Exercise
Faithfully return all lines, omitting every embedded picture.

Supplied records
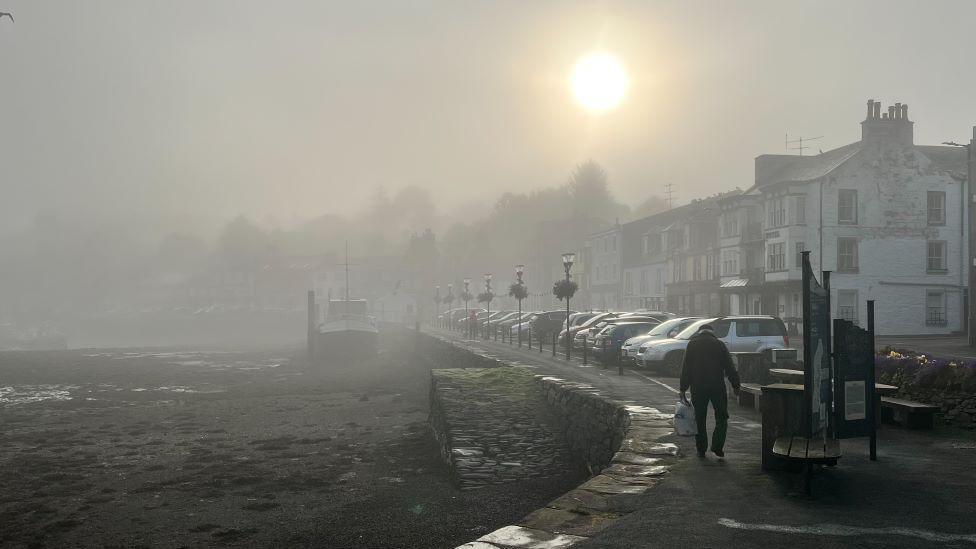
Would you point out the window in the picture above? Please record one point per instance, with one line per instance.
(936, 256)
(777, 212)
(730, 262)
(935, 308)
(800, 210)
(776, 257)
(847, 255)
(936, 208)
(730, 227)
(847, 305)
(847, 207)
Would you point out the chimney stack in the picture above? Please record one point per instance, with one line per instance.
(891, 127)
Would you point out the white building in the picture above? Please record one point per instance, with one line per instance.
(885, 216)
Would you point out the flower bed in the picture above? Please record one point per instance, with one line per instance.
(948, 383)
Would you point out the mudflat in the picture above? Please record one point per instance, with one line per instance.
(187, 448)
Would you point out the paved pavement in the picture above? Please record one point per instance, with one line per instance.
(920, 492)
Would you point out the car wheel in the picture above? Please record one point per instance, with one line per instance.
(672, 362)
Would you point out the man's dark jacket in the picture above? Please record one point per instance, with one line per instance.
(707, 361)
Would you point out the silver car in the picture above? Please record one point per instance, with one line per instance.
(744, 334)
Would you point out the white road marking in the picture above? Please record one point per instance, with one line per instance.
(841, 530)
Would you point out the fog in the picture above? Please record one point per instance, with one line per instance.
(135, 135)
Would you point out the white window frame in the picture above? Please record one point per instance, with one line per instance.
(935, 263)
(936, 316)
(852, 219)
(940, 210)
(854, 266)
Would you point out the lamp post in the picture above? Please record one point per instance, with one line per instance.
(437, 303)
(467, 295)
(488, 304)
(568, 259)
(968, 199)
(519, 269)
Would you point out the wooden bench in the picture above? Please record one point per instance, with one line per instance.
(808, 452)
(749, 395)
(910, 414)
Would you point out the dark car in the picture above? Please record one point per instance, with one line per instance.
(606, 345)
(544, 325)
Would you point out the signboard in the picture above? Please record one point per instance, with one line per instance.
(816, 351)
(854, 380)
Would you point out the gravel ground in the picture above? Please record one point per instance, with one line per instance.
(169, 448)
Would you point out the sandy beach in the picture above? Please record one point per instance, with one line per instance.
(186, 448)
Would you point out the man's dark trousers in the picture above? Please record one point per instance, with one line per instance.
(720, 403)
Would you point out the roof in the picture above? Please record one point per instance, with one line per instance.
(780, 168)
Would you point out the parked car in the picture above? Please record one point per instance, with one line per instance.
(749, 334)
(578, 332)
(667, 329)
(526, 325)
(545, 324)
(606, 345)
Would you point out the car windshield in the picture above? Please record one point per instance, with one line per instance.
(666, 326)
(693, 328)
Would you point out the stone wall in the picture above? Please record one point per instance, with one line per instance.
(593, 425)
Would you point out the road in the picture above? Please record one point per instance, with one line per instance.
(918, 494)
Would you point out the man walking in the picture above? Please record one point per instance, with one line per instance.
(707, 363)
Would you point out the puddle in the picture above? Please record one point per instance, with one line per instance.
(26, 394)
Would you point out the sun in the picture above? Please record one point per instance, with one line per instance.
(599, 82)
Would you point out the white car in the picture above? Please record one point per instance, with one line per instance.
(749, 334)
(664, 330)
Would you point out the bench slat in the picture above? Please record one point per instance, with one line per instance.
(901, 403)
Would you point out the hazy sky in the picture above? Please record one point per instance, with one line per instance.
(292, 109)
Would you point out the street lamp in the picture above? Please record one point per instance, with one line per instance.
(488, 304)
(568, 259)
(467, 295)
(519, 269)
(437, 304)
(969, 197)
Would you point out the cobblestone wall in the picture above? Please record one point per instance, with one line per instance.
(593, 424)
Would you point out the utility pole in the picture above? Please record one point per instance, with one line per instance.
(970, 222)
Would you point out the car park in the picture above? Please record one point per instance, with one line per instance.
(606, 345)
(751, 334)
(667, 329)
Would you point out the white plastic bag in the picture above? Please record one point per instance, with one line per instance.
(684, 420)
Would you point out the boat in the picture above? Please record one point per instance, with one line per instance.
(347, 329)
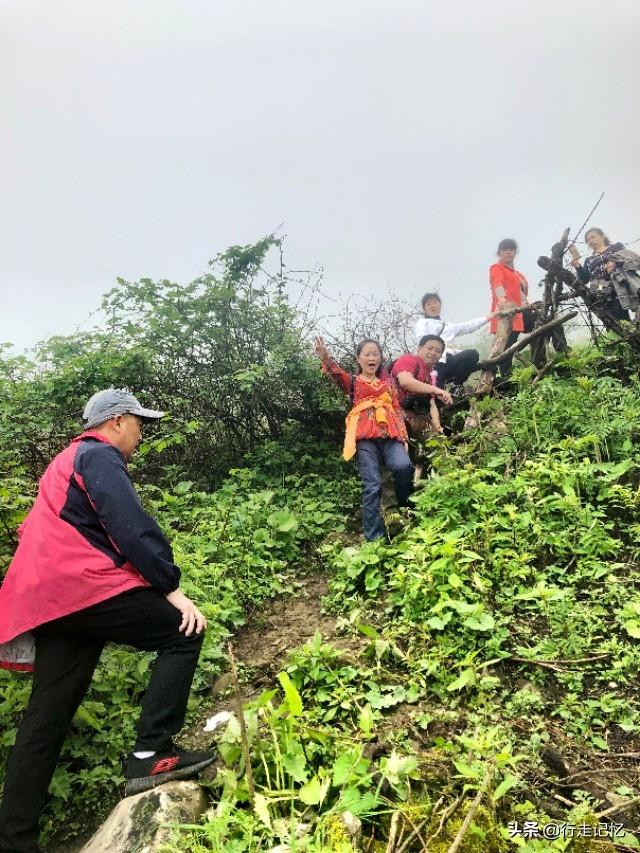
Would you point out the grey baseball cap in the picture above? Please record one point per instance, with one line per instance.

Response to the exercise
Would you point out the window in the picture above? Please record one point per instance, with one line per instance.
(936, 256)
(777, 212)
(730, 262)
(935, 308)
(800, 210)
(776, 257)
(847, 255)
(936, 208)
(730, 227)
(847, 305)
(847, 207)
Would you point out the chimney stack in the picture above? Please record one point per instance, with one line per instance.
(891, 127)
Would you point out the white building in the picture above? Please record one point per instance, with one line per instance.
(885, 216)
Would you point out the flower bed in the picture above? Please record one point per instance, with one line per instance.
(948, 383)
Would you point out the mudflat in the picture above? Please record one point per instance, with one line per instance.
(187, 448)
Would you point out the paved pavement in the picture above? Please record one point per instance, with one line per instance.
(920, 492)
Would you point out the car wheel in the picture above? Please record one point per instance, with one line per instance.
(672, 362)
Would you point out the man's dark jacket in the picture above? Please record one point per instance, with one line per instance.
(707, 361)
Would you point out the silver car in the picture above? Please record one point per instance, with one line per instance.
(744, 334)
Would you point out the white road marking in the picture above? Please record one point per instance, with one line per instance.
(841, 530)
Would you point out the fog in the picture above? Please record one point per instance, with one line per instance.
(135, 135)
Would you point out the white window frame in the picture above? Please record one point per instance, with one line per instance.
(935, 263)
(936, 316)
(852, 219)
(940, 210)
(854, 266)
Would you point out the lamp post in the picture above? Please record one point per instance, with one line per instance.
(437, 303)
(467, 295)
(488, 304)
(568, 259)
(968, 199)
(519, 269)
Would you point out the wooden bench in the picture above? Please record one point per instance, with one line per instance.
(808, 452)
(749, 395)
(910, 414)
Would you point out the dark car in the picture above? Please record one point per instance, with one line per instance.
(606, 345)
(544, 325)
Would you point out the signboard in the picture above? Please record one point per instance, with one line per instance.
(816, 351)
(854, 380)
Would you point out the gravel ground in the picture above? Please record one point per instance, with one line per instance.
(169, 448)
Would you point out the sandy beach in the picture above? Please record one point per instance, with one line per instance.
(186, 448)
Would you point out the man's dark trousers in the picture above? Please record one point per instance, with one line per instance.
(720, 403)
Would you point out the roof in the picture above? Please record one point per instance, with one line per instance.
(780, 168)
Would you point out the parked car in the picture above? Please record one point per instance, with one line per instance.
(749, 334)
(578, 332)
(667, 329)
(526, 325)
(545, 324)
(606, 345)
Would you point out the car windshield in the picture above? Please record one point per instance, with one line per instance.
(666, 326)
(693, 328)
Would you point out the stone wall in the picture above? Please record one point per instance, with one line per instance.
(593, 425)
Would you point out the road in the picture above? Please record one point per instance, with one line per instance.
(918, 494)
Would you point out the man walking in the picture above? Please record one point per instance, with one line per instance.
(707, 363)
Would you point out the puddle in the picture above? Please record one point per instance, with one line per instance.
(26, 394)
Would you point out the sun in the picture above? Please record one point per instance, with one line per instance.
(599, 82)
Would you point out the white car in the picture above? Please record one point per instance, with one line per instance.
(749, 334)
(664, 330)
Would you point out the bench slat in the picture above? Please record one point per instance, with one line per instance.
(901, 403)
Would you point out the hazy sky in the picture above? Please record one point per instance, with one line per instance.
(292, 109)
Would you point out the street lamp in the picture above? Please record one point per instance, with one line per instance.
(488, 304)
(568, 259)
(467, 295)
(519, 269)
(437, 304)
(969, 197)
Would you point out the cobblestone wall in the picture above? Please record one point per instance, with one line per instance.
(593, 424)
Would you point out the utility pole in the picture above? Please record one point per instance, with one line per instance.
(970, 222)
Would you point out the car park in the picture above? Please record one point per instance, with one line per instance.
(606, 345)
(751, 334)
(667, 329)
Would you point out the white plastic bag in the picture above? Please record one point per instance, with one line per instance.
(684, 420)
Would you point out the boat in the picture above? Please record one point per instance, with one line per instance.
(347, 329)
Would you point out the grey baseball cap in the picture above? Please record one point per instance, with one line per instance.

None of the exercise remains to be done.